Recast each row below as one line of a Markdown table with two columns, "Index" for its number and "Entry" for its text, and leave out any blank lines.

- **RECORDS PROVIDED**:
● ● ●

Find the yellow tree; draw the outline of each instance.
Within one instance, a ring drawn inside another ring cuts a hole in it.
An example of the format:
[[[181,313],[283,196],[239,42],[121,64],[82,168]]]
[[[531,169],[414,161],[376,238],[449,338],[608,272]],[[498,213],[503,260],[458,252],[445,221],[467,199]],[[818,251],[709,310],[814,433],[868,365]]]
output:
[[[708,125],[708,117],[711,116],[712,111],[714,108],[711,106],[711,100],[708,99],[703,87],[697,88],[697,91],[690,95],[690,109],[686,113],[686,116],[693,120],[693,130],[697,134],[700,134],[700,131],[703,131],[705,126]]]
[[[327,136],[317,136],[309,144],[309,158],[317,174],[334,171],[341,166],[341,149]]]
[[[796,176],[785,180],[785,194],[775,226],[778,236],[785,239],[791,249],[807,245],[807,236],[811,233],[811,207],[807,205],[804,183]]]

● ● ●

- **ANSWER TO THIS PROBLEM**:
| Index | Entry |
|---|---|
| 1 | Find the yellow tree; draw the outline of each instance. |
| 2 | Within one instance, a ring drawn inside another ring cuts a hole in it. |
| 3 | An example of the format: |
| 4 | [[[181,313],[283,196],[239,42],[121,64],[82,168]]] |
| 5 | [[[531,169],[414,161],[376,238],[449,338],[608,272]],[[498,213],[503,260],[458,252],[445,221],[467,199]],[[818,251],[709,310],[814,433],[868,365]]] |
| 6 | output: |
| 7 | [[[708,125],[708,117],[711,116],[712,111],[714,108],[711,106],[711,100],[708,99],[703,87],[697,88],[697,91],[690,95],[690,109],[686,113],[686,116],[693,120],[693,130],[697,134],[700,134],[700,131],[703,131],[705,126]]] |
| 8 | [[[327,136],[317,136],[309,144],[309,158],[317,174],[334,171],[341,166],[341,149]]] |
| 9 | [[[796,176],[785,180],[785,194],[775,226],[778,236],[785,239],[791,249],[807,245],[807,236],[811,233],[811,207],[807,205],[804,183]]] |